━━━ Supplied passage ━━━

A-level Mathematics/CIE/Pure Mathematics 1/Functions

Function Notation edit

There are two main ways of describing a function: with parenthesis notaton, e.g. ${\displaystyle f(x)=x^{2}-1}$ , or with mapping notation, e.g. ${\displaystyle f:x\mapsto x^{2}-1}$ . These both describe what the function does.

Definitions edit

Function

A function is a mapping from an input set to an output set. For example, the function ${\displaystyle f(x)=3x}$  maps the input ${\displaystyle x}$  to the output ${\displaystyle 3x}$  by multiplying it by 3

Domain

The domain is the set of all valid inputs. e.g., the function ${\displaystyle f(x)={\frac {1}{x}}}$  has the domain ${\displaystyle x\in \mathbb {R} ,x\neq 0}$ .

━━━

→ **Requirements**:
a: Return each line of the entries that contains the string "polished", matching case.
b: Write the next part of the functions passage, starting after its last sentence.

━━━ Items ━━━

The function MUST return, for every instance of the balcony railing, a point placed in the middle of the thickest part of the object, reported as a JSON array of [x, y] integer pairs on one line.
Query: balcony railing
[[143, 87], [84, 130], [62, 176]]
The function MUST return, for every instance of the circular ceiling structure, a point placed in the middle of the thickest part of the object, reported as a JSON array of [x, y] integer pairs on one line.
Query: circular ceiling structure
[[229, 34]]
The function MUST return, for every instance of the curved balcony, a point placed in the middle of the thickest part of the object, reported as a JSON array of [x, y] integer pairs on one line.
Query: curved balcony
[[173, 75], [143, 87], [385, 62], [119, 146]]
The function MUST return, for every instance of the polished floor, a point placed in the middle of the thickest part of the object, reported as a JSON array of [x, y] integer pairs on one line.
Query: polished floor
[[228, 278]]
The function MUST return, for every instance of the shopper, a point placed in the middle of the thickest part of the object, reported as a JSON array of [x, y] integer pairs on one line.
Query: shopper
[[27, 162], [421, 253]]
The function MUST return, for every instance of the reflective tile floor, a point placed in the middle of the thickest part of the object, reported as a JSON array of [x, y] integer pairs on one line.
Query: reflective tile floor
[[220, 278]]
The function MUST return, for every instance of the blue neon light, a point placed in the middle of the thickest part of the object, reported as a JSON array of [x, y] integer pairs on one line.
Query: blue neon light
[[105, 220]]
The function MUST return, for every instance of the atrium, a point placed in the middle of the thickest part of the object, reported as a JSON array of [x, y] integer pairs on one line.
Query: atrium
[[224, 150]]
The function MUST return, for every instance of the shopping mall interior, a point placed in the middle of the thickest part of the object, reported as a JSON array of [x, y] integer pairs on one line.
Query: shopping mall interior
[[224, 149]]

━━━

→ **Expected responses**:
a:
The function MUST return, for every instance of the polished floor, a point placed in the middle of the thickest part of the object, reported as a JSON array of [x, y] integer pairs on one line.
Query: polished floor

b:
Range

The range is the set of all possible outputs. e.g., the function ${\displaystyle f(x)=x^{2}}$  has the range ${\displaystyle x\geq 0}$ 

One-to-one function

A one-to-one function is a function which maps each input to exactly one output, and each output corresponds to exactly one input. For instance, ${\displaystyle f(x)=x^{2},x\in \mathbb {R} }$  is not a one-to-one function, but ${\displaystyle f(x)=x^{2},x\geq 0}$  is a one-to-one function.

Inverse function

An inverse function is a function that does the opposite of another function. For example, the function ${\displaystyle f(x)=x+5}$  has an inverse function ${\displaystyle f^{-1}(x)=x-5}$ .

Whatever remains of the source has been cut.